Selected excerpt:
* * * * * * *

The consolidation and conditions for the transfer of copyright (identification of authorship) is carried out in the License Agreement. In particular, the authors reserve the right to the authorship of their manuscript and transfer the first publication of this work to the journal under the terms of the Creative Commons CC BY license. At the same time, they have the right to conclude on their own additional agreements concerning the non-exclusive distribution of the work in the form in which it was published by this journal, but provided that the link to the first publication of the article in this journal is preserved.
A license agreement is a document in which the author warrants that he/she owns all copyright for the work (manuscript, article, etc.).
The authors, signing the License Agreement with TECHNOLOGY CENTER PC, have all rights to the further use of their work, provided that they link to our edition in which the work was published.
According to the terms of the License Agreement, the Publisher TECHNOLOGY CENTER PC does not take away your copyrights and receives permission from the authors to use and dissemination of the publication through the world's scientific resources (own electronic resources, scientometric databases, repositories, libraries, etc.).
In the absence of a signed License Agreement or in the absence of this agreement of identifiers allowing to identify the identity of the author, the editors have no right to work with the manuscript.
It is important to remember that there is another type of agreement between authors and publishers – when copyright is transferred from the authors to the publisher. In this case, the authors lose ownership of their work and may not use it in any way.

* * * * * * *

Collected data:
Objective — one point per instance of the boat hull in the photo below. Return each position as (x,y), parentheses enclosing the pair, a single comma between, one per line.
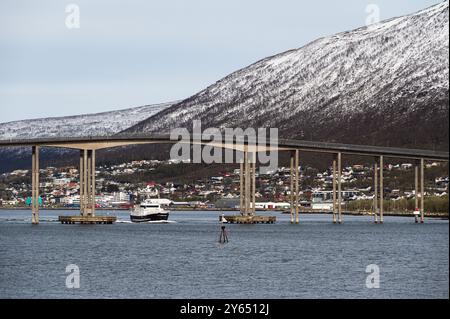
(149,217)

* * * * * * *

Actions to take:
1/ Extract the passage of the copyright text from "It is important" up to and including "in any way.".
2/ In the copyright text, which types of scientific resources are named in parentheses as channels through which the publisher may use and disseminate the publication?
3/ According to the copyright text, under which license do the authors transfer the first publication of their work to the journal?
Rely only on the text about copyright and license agreements.

Replies:
1/
It is important to remember that there is another type of agreement between authors and publishers – when copyright is transferred from the authors to the publisher. In this case, the authors lose ownership of their work and may not use it in any way.

2/ Own electronic resources, scientometric databases, repositories, libraries

3/ The Creative Commons CC BY license